--- Dataset extract ---
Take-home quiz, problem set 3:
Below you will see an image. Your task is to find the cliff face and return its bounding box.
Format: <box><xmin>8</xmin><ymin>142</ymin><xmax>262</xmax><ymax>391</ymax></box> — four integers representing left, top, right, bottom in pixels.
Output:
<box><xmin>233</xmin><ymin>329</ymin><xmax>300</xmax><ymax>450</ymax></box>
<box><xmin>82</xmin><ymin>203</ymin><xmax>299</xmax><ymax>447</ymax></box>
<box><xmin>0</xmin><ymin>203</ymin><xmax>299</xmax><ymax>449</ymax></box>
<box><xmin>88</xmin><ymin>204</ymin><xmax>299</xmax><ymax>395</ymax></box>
---
All the lines above need to be retyped exactly, with nothing left out.

Reply to the exercise:
Take-home quiz, problem set 3:
Below you will see an image. Your task is to find the cliff face and return its bounding box.
Format: <box><xmin>8</xmin><ymin>142</ymin><xmax>262</xmax><ymax>391</ymax></box> — four integers representing left, top, right, bottom in pixels.
Output:
<box><xmin>233</xmin><ymin>329</ymin><xmax>300</xmax><ymax>450</ymax></box>
<box><xmin>82</xmin><ymin>203</ymin><xmax>299</xmax><ymax>447</ymax></box>
<box><xmin>0</xmin><ymin>203</ymin><xmax>299</xmax><ymax>449</ymax></box>
<box><xmin>88</xmin><ymin>204</ymin><xmax>299</xmax><ymax>395</ymax></box>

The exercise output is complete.